[PROBLEM] Copy every line of the records below exactly, leaving out the pictures.

++++ SOURCE DATA ++++

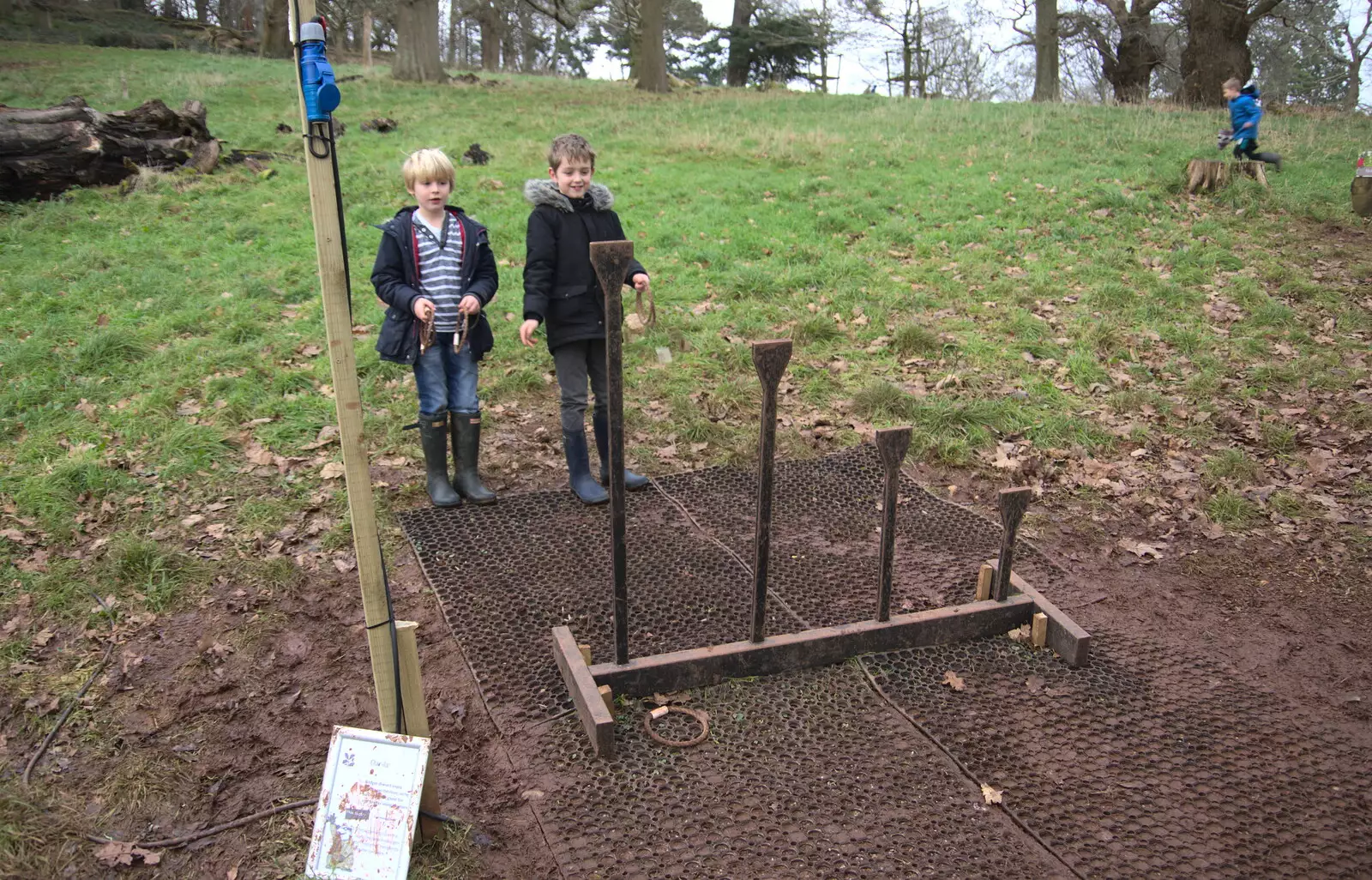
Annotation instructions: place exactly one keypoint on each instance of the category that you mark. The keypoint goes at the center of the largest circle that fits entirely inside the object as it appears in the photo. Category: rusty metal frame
(761, 654)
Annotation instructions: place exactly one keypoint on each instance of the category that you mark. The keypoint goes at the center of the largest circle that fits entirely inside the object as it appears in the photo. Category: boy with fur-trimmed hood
(436, 264)
(563, 294)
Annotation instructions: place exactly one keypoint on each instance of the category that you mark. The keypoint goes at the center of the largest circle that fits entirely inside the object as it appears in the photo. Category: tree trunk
(736, 70)
(652, 55)
(45, 151)
(367, 39)
(416, 43)
(489, 21)
(1129, 72)
(1047, 84)
(276, 41)
(453, 17)
(1218, 48)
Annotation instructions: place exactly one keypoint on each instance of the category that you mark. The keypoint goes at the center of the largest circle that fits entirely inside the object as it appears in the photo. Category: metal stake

++++

[WORKED ANSWER]
Annotation instructions: place exactly one keypoint on each instance of the category that you mark. The keypoint goes at the center of the largest circle that fits entirely inside the object as it appears in the photo. Category: rusty metal frame
(761, 654)
Annotation instructions: place exactly one keypoint on each instance of the category that you mark. The keypoint goes at the center of the largest circle that fits entirely inside the object as it appears in the photo. Category: boy with fur-trimmed hood
(436, 264)
(563, 294)
Annotation instructions: place exactly one keypoint on each instance of the category that you mark. The keypoint goes at the center of the largest circle that fits entirely inside the object as it appears in the photo. Category: tree trunk
(736, 70)
(652, 55)
(45, 151)
(367, 39)
(416, 43)
(489, 21)
(1129, 72)
(1047, 84)
(276, 41)
(453, 17)
(1218, 48)
Annotation instructions: place exactly one keypoint on each instance of the category that you mark. The keypoint goes at the center of the largest circle that fits entirely inside the object as it appears in the photo. Category: metal stake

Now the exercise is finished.